Write out every line of the rows below as a JSON list of strings, one string per line, skipping blank lines. Leave the pictures out.

| Supplied records |
########################################
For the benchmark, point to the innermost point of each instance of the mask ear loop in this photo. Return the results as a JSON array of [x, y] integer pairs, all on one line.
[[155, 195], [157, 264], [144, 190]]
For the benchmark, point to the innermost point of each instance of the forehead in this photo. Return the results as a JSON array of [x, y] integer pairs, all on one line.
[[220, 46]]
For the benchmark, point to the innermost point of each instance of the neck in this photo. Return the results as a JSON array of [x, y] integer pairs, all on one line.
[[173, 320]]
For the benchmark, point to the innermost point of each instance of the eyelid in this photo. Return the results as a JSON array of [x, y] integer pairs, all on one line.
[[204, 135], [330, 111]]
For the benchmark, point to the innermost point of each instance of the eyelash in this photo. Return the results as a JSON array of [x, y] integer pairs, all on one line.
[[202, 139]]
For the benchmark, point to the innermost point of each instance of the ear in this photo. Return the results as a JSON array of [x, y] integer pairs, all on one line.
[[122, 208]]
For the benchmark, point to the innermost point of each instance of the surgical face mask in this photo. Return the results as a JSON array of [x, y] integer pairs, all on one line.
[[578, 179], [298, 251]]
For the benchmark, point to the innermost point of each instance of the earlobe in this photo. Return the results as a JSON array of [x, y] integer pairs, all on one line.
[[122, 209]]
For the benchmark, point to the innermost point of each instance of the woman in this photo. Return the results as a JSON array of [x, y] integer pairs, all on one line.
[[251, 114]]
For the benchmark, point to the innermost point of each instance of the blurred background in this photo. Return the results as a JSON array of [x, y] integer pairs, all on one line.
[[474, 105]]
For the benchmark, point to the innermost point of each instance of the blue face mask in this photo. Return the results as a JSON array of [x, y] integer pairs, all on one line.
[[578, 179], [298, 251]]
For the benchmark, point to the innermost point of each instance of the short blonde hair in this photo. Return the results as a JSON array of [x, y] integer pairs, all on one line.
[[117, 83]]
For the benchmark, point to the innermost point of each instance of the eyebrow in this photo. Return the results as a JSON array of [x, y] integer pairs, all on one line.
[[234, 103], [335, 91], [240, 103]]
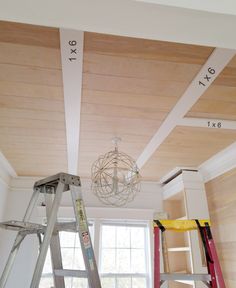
########################################
| Response for this exercise |
[
  "For the benchmark, point to the innermost point of each instance of the mask ear loop in this photo. Return the results as a JSON array of [x, y] integer pairs, all on one line.",
  "[[155, 195], [157, 264], [144, 190]]",
  "For the benchmark, point to the innermost point of each instance of the forehead in this photo. Return the results as a JSON array of [x, y] integer pairs, all on one line.",
  "[[220, 46]]",
  "For the benchmark, point to the innermost point of each instance of the neck in this photo. Return the results as a JSON array of [x, y] integer pairs, all on one line.",
  "[[173, 320]]",
  "For the benchmark, point to the innermost point of each instance of the eyelid in this photo. Return the results as a JSON array of [x, y] integer pairs, all on one line.",
  "[[204, 135], [330, 111]]",
  "For the benchmark, point to the innermost point of each instance of the eyelash in this photo. Return the results as a JSON array of [x, y] integer pairs, all on one line.",
  "[[202, 139]]",
  "For the benchmark, point to the innermost point of each instance of the ear in this photo. Return the results as a JSON array of [x, y] integer pairs, all on one line.",
  "[[122, 208]]",
  "For the benchmark, point to the innermost point of each instance of the surgical face mask in this photo. Return the results as a JSON array of [x, y] integer pairs, all on one line.",
  "[[578, 179], [298, 251]]",
  "For the benchmark, point to the innermost point of each instance of the earlobe in this photo. Return the results as a JSON array of [x, y] integer pairs, all on one line.",
  "[[122, 209]]",
  "For the benchmark, point to the innermost point of each instance of the woman in this photo. Return the results as a JSON array of [x, y] integer pairs, all on one line.",
  "[[251, 114]]",
  "For the benchmark, point to the innermost point of each instance of the blurred background in this photo. Return the results as a JSON array of [x, y] integer pairs, all on one line.",
  "[[474, 105]]",
  "For the benchmark, point to the innermost point of each instance of the blue face mask in this photo. Return the results as a JSON array of [x, y] integer pairs, all on one line.",
  "[[578, 179], [298, 251]]",
  "For the benchmark, point to the innermost point of each instance of the short blonde hair in this photo. Return the results as a JSON array of [x, y] integer pairs, all on one line.",
  "[[117, 83]]",
  "For the benchmark, point to the innermost point of each instance of the eyebrow in this photo. Return the results as a JSON array of [x, y] integer pairs, all on one line.",
  "[[234, 103], [335, 91], [240, 103]]"
]